(Beginning of Text for analysis)
Most Americans assume that shared genes or blood relationships
provide the strongest basis for family. What can adoption tell us
about this widespread belief and American kinship in general?
Blue-Ribbon Babies and Labors of Love examines the ways class,
gender, and race shape public and private adoption in the United
States. Christine Ward Gailey analyzes the controversies
surrounding international, public, and transracial adoption, and
how the political and economic dynamics that shape adoption
policies and practices affect the lives of people in the adoption
nexus: adopters, adoptees, birth parents, and agents within and
across borders. Interviews with white and African-American
adopters, adoption social workers, and adoption lawyers, combined
with her long-term participant-observation in adoptive communities,
inform her analysis of how adopters' beliefs parallel or diverge
from the dominant assumptions about kinship and family. Gailey
demonstrates that the ways adoptive parents speak about their
children vary across hierarchies of race, class, and gender. She
shows that adopters' notions about their children's backgrounds and
early experiences, as well as their own "family values," influence
child rearing practices. Her extensive interviews with 131 adopters
reveal profoundly different practices of kinship in the United
States today.
Moving beyond the ideology of "blood is thicker than water,"
Gailey presents a new way of viewing kinship and family formation,
suitable to times of rapid social and cultural change.
(End of Text for analysis)
• _Assigned task_: Can you give the adoption book description again, starting with "Moving beyond the" and going on through "and cultural change.", with "ideology" switched to "notion"?
(Beginning of Excerpted data)
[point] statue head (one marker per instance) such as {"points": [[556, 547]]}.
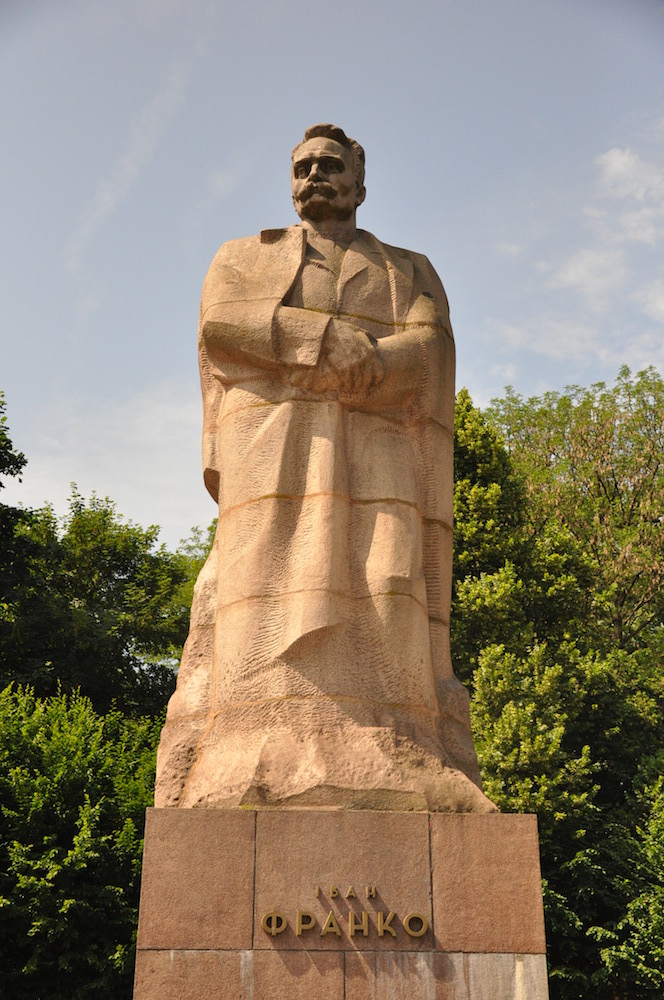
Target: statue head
{"points": [[327, 175]]}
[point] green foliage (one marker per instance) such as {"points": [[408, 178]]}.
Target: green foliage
{"points": [[96, 605], [562, 625], [11, 462], [557, 626], [73, 791]]}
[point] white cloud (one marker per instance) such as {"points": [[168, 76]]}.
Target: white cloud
{"points": [[625, 177], [146, 132], [595, 272], [559, 339], [509, 250], [623, 174], [650, 298]]}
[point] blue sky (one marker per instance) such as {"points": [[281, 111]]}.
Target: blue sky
{"points": [[519, 144]]}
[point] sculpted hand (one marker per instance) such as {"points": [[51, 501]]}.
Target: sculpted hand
{"points": [[352, 358]]}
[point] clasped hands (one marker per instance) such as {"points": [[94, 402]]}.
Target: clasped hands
{"points": [[349, 363]]}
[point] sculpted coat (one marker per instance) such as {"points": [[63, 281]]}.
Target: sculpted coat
{"points": [[317, 670]]}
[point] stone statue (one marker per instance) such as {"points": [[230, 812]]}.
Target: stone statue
{"points": [[317, 670]]}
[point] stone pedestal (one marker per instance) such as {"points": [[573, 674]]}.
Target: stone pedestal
{"points": [[294, 904]]}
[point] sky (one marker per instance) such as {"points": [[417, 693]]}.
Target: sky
{"points": [[519, 144]]}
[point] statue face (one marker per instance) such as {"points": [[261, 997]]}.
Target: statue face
{"points": [[323, 180]]}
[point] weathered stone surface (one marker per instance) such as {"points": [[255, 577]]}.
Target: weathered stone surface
{"points": [[317, 670], [217, 882], [244, 975], [487, 884], [437, 976], [339, 855], [198, 880]]}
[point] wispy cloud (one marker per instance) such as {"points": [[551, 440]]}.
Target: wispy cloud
{"points": [[596, 272], [624, 177], [650, 298], [148, 128]]}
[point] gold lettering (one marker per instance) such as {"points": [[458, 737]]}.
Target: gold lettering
{"points": [[331, 926], [305, 922], [384, 924], [274, 923], [355, 925], [409, 929]]}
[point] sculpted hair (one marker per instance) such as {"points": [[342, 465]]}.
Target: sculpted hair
{"points": [[328, 131]]}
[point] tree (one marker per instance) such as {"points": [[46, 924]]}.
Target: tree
{"points": [[73, 791], [564, 630], [594, 460], [98, 607]]}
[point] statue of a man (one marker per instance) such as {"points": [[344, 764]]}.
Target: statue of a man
{"points": [[317, 670]]}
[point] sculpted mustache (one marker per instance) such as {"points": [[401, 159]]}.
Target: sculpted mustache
{"points": [[317, 188]]}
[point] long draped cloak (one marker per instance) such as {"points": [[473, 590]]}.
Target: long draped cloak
{"points": [[317, 669]]}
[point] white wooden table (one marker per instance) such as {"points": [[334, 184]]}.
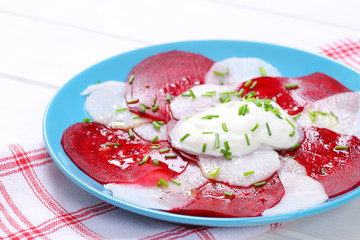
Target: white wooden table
{"points": [[45, 43]]}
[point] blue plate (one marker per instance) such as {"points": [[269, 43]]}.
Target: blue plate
{"points": [[67, 108]]}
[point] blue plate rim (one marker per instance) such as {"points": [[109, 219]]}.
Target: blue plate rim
{"points": [[194, 220]]}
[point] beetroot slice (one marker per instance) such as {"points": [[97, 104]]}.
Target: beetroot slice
{"points": [[161, 75], [211, 201], [337, 170], [310, 89], [112, 163]]}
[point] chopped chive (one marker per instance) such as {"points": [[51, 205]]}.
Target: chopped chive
{"points": [[207, 95], [296, 116], [160, 122], [333, 114], [204, 147], [217, 140], [341, 147], [145, 159], [230, 92], [295, 146], [192, 94], [248, 173], [257, 102], [268, 128], [132, 77], [154, 101], [228, 194], [121, 109], [156, 125], [255, 127], [259, 184], [247, 139], [164, 150], [244, 110], [210, 116], [292, 125], [291, 86], [321, 113], [110, 144], [248, 83], [184, 137], [224, 127], [162, 182], [312, 115], [215, 172], [156, 162], [133, 100], [253, 85], [227, 147], [226, 99], [241, 109], [131, 134], [262, 71], [219, 73], [168, 98], [241, 91], [250, 95], [146, 106], [154, 139], [221, 80], [154, 109], [86, 120], [177, 183]]}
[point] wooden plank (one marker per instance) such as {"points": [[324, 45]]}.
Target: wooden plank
{"points": [[22, 109], [343, 14], [51, 46], [52, 53]]}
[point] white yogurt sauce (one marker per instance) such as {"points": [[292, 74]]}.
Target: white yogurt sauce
{"points": [[224, 127]]}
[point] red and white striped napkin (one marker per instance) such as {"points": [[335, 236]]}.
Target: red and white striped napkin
{"points": [[37, 201]]}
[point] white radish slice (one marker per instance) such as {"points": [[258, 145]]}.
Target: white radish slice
{"points": [[147, 132], [301, 191], [164, 198], [243, 170], [105, 105], [339, 113], [239, 70], [184, 106]]}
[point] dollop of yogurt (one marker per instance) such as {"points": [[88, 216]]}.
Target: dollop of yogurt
{"points": [[236, 128]]}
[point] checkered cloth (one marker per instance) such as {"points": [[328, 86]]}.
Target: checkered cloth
{"points": [[38, 202]]}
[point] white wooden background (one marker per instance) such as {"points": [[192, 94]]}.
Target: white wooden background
{"points": [[44, 43]]}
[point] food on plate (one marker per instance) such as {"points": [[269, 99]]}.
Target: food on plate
{"points": [[233, 138]]}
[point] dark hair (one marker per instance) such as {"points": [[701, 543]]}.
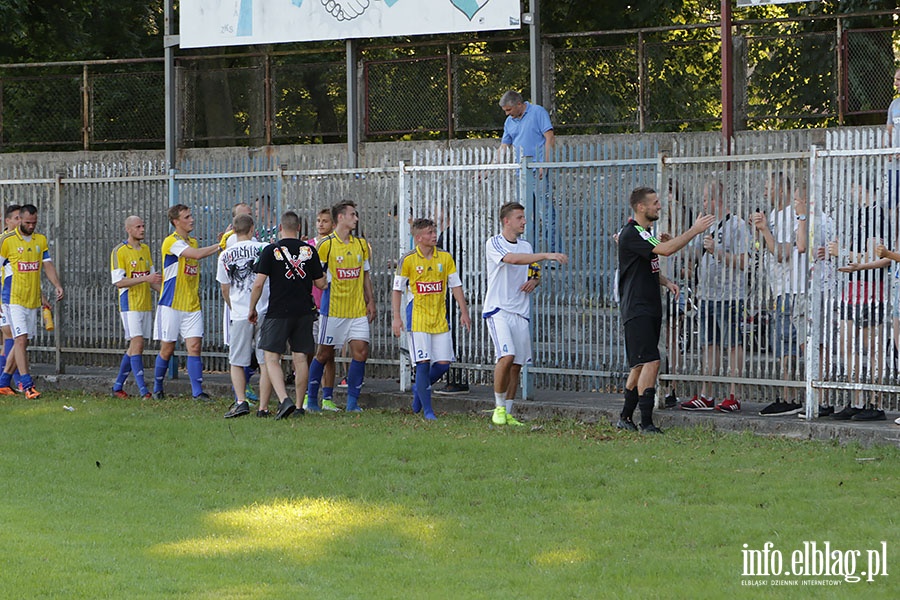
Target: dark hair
{"points": [[421, 225], [639, 195], [290, 222], [175, 211], [508, 208], [242, 224], [340, 207]]}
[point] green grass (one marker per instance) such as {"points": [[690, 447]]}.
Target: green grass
{"points": [[121, 499]]}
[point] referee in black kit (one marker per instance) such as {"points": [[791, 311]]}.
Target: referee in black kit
{"points": [[640, 302]]}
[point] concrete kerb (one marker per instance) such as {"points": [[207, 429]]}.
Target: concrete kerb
{"points": [[584, 407]]}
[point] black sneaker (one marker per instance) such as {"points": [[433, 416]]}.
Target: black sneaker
{"points": [[626, 423], [453, 388], [651, 428], [780, 409], [238, 409], [671, 400], [846, 414], [284, 409], [869, 414]]}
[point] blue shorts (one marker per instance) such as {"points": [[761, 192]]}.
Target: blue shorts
{"points": [[721, 322]]}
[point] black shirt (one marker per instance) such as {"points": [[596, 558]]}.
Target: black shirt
{"points": [[291, 266], [638, 273]]}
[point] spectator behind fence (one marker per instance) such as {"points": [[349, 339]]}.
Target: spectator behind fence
{"points": [[641, 307], [721, 291], [786, 269], [862, 306], [529, 132]]}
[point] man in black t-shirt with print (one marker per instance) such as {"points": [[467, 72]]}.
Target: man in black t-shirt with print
{"points": [[292, 268], [641, 305]]}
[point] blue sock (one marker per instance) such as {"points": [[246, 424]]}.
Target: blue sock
{"points": [[124, 370], [355, 375], [195, 374], [137, 367], [423, 388], [315, 379], [437, 371], [159, 373], [26, 380]]}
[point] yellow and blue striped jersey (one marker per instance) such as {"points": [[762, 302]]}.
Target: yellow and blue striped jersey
{"points": [[181, 276], [344, 265], [127, 262], [428, 280], [22, 263]]}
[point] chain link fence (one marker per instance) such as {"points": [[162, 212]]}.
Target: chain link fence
{"points": [[788, 73]]}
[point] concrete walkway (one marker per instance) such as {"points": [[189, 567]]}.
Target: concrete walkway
{"points": [[583, 406]]}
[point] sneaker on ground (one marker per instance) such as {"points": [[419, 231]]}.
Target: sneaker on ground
{"points": [[238, 409], [846, 414], [329, 405], [869, 414], [627, 424], [780, 408], [285, 409], [698, 403], [453, 388], [651, 428], [511, 421], [729, 404]]}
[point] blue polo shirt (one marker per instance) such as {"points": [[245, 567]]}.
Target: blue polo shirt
{"points": [[526, 134]]}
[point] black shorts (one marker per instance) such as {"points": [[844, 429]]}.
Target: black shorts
{"points": [[642, 340], [277, 332]]}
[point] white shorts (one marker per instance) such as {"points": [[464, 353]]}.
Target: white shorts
{"points": [[137, 323], [23, 321], [336, 331], [171, 322], [431, 347], [244, 340], [511, 336]]}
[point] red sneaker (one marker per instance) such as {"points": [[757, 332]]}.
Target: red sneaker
{"points": [[729, 404], [698, 403]]}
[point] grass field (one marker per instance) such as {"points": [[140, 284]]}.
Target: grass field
{"points": [[122, 499]]}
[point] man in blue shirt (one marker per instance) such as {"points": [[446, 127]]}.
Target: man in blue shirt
{"points": [[529, 133]]}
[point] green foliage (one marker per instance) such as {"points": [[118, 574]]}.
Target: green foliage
{"points": [[127, 499]]}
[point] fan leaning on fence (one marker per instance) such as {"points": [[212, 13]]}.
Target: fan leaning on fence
{"points": [[641, 305]]}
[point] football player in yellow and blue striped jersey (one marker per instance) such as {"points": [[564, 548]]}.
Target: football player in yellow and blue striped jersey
{"points": [[348, 304], [427, 272], [24, 254], [178, 311], [133, 275]]}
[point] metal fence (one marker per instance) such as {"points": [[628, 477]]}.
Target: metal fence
{"points": [[803, 72], [576, 206]]}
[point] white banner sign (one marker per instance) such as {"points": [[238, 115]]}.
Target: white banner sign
{"points": [[206, 23]]}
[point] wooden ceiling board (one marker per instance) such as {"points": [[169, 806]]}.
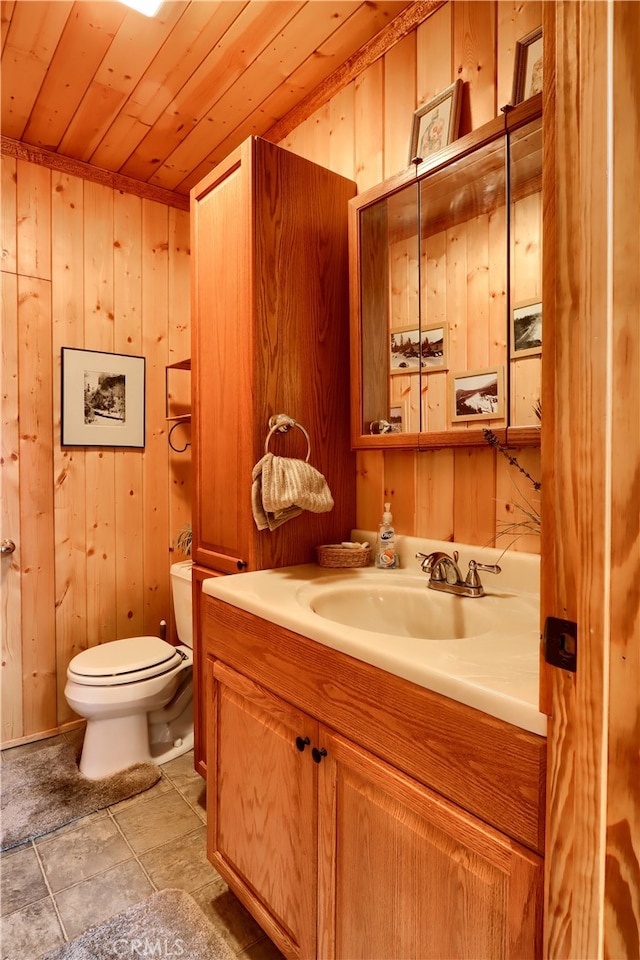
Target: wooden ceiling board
{"points": [[161, 100], [259, 23], [37, 28]]}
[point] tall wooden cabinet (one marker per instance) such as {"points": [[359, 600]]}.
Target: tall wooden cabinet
{"points": [[270, 336]]}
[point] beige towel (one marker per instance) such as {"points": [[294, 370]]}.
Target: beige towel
{"points": [[283, 487]]}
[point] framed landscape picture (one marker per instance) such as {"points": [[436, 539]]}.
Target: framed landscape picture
{"points": [[526, 328], [477, 394], [103, 399], [413, 348]]}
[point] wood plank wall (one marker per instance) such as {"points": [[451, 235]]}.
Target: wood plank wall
{"points": [[86, 265], [83, 265], [363, 132]]}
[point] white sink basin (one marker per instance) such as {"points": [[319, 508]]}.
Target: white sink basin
{"points": [[406, 607], [406, 611]]}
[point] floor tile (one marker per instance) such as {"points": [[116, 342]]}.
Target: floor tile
{"points": [[95, 900], [181, 863], [188, 782], [150, 824], [31, 932], [81, 853], [228, 915], [21, 881]]}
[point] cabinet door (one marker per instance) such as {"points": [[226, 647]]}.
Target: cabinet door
{"points": [[222, 414], [262, 807], [404, 873]]}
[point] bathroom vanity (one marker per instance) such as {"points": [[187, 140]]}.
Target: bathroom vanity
{"points": [[358, 813]]}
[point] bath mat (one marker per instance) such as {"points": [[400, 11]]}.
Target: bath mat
{"points": [[168, 924], [44, 789]]}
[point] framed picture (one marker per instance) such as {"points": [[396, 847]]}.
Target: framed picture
{"points": [[398, 416], [526, 328], [527, 71], [413, 349], [404, 350], [103, 399], [477, 394], [435, 123]]}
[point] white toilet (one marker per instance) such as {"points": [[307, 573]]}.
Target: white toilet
{"points": [[137, 694]]}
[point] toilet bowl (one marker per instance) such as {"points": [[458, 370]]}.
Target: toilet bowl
{"points": [[136, 694]]}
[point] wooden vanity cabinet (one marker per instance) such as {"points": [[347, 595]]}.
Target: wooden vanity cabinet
{"points": [[357, 815]]}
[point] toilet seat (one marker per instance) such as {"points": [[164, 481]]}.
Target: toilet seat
{"points": [[124, 661]]}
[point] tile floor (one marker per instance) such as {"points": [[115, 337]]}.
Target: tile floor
{"points": [[55, 888]]}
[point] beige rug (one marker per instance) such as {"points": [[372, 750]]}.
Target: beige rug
{"points": [[44, 789], [169, 924]]}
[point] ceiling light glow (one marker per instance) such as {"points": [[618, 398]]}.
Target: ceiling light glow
{"points": [[148, 7]]}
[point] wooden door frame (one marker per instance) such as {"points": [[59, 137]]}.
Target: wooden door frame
{"points": [[590, 468]]}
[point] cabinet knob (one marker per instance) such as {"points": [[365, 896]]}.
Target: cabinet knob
{"points": [[318, 754]]}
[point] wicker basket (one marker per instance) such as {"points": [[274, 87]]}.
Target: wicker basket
{"points": [[334, 555]]}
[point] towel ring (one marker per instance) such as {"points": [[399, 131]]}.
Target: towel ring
{"points": [[281, 422]]}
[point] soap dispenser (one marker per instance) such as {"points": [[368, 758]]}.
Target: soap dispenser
{"points": [[386, 556]]}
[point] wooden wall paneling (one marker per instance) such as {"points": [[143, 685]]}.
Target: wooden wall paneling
{"points": [[8, 201], [621, 924], [474, 50], [34, 221], [515, 495], [68, 311], [515, 20], [36, 504], [435, 399], [589, 370], [10, 612], [434, 497], [479, 257], [24, 68], [369, 134], [155, 266], [342, 143], [399, 103], [474, 505], [456, 294], [370, 489], [129, 505], [434, 60], [498, 320], [99, 461], [400, 489]]}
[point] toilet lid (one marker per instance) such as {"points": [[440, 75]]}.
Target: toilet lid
{"points": [[124, 661]]}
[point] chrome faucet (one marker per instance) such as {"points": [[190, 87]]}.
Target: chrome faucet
{"points": [[444, 574]]}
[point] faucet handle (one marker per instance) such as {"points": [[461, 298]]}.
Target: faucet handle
{"points": [[473, 580]]}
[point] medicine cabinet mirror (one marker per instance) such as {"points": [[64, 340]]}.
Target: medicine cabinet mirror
{"points": [[446, 305]]}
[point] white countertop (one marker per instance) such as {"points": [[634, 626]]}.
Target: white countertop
{"points": [[496, 672]]}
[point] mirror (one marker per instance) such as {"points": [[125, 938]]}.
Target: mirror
{"points": [[446, 307]]}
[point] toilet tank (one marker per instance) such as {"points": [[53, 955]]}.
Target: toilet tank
{"points": [[182, 602]]}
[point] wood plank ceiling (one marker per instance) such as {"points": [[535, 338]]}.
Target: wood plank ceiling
{"points": [[162, 100]]}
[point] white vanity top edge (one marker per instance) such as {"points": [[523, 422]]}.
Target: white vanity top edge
{"points": [[498, 675]]}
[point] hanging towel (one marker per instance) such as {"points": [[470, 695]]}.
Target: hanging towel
{"points": [[283, 487]]}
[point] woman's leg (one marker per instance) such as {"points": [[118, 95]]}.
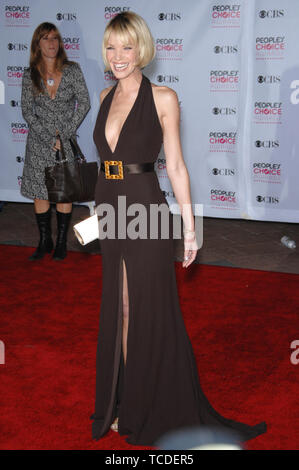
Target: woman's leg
{"points": [[63, 214], [125, 312], [43, 218], [125, 300]]}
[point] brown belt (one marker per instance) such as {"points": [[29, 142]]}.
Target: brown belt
{"points": [[115, 169]]}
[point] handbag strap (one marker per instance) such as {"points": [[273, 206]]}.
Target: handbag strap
{"points": [[60, 154], [76, 150]]}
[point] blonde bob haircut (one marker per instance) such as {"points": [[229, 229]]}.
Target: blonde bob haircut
{"points": [[130, 28]]}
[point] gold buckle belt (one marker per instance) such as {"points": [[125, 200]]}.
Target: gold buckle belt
{"points": [[119, 164], [130, 168]]}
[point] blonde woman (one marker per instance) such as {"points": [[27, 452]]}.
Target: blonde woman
{"points": [[54, 101], [147, 382]]}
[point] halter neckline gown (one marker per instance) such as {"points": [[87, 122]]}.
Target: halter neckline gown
{"points": [[158, 388]]}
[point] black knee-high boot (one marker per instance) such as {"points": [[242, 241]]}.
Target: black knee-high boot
{"points": [[45, 243], [63, 221]]}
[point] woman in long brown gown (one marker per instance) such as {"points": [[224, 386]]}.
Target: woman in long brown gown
{"points": [[147, 381]]}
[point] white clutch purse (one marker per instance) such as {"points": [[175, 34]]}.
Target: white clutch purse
{"points": [[88, 230]]}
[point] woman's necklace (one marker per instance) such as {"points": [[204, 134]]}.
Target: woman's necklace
{"points": [[50, 81]]}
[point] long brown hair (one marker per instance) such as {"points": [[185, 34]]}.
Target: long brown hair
{"points": [[36, 60]]}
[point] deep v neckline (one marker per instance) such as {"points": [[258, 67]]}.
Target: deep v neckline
{"points": [[125, 121], [47, 91]]}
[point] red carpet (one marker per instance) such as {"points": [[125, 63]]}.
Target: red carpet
{"points": [[241, 324]]}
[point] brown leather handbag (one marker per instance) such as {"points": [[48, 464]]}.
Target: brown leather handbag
{"points": [[71, 181]]}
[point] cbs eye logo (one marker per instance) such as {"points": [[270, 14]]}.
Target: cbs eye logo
{"points": [[263, 14]]}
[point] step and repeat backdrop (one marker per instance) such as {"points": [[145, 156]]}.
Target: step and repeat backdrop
{"points": [[235, 68]]}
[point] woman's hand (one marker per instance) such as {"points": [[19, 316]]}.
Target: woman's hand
{"points": [[57, 143], [190, 248]]}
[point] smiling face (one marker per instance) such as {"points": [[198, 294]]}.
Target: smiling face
{"points": [[121, 56], [49, 45]]}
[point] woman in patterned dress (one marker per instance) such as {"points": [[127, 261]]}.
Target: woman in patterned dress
{"points": [[55, 100]]}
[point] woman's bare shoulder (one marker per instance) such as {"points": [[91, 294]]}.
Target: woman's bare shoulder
{"points": [[164, 94], [104, 93], [166, 99]]}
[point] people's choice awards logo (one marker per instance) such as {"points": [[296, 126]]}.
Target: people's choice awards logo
{"points": [[267, 112], [169, 48], [222, 142], [111, 11], [270, 47], [226, 16], [17, 15], [294, 98]]}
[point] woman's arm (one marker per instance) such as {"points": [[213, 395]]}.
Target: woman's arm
{"points": [[169, 113], [83, 103], [45, 130]]}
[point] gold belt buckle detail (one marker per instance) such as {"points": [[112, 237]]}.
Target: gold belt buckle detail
{"points": [[120, 175]]}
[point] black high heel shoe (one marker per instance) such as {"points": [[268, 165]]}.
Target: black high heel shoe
{"points": [[63, 221], [45, 243]]}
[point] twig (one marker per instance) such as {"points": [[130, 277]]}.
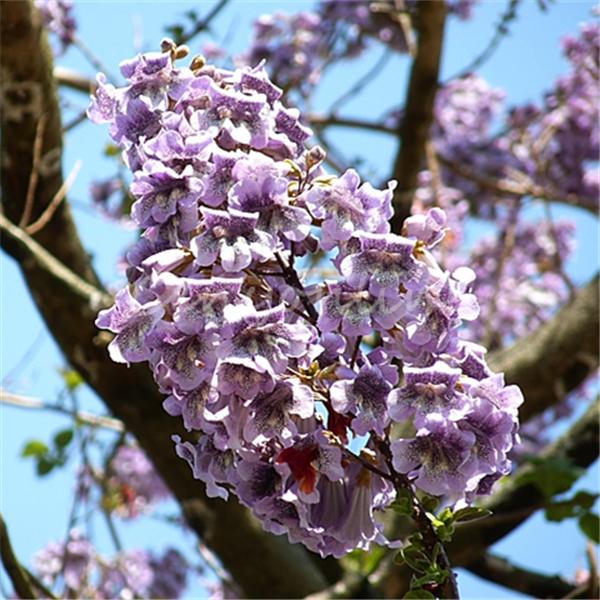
(End of Excerpted data)
• _Task solution_:
Moving beyond the notion of "blood is thicker than water,"
Gailey presents a new way of viewing kinship and family formation,
suitable to times of rapid social and cultural change.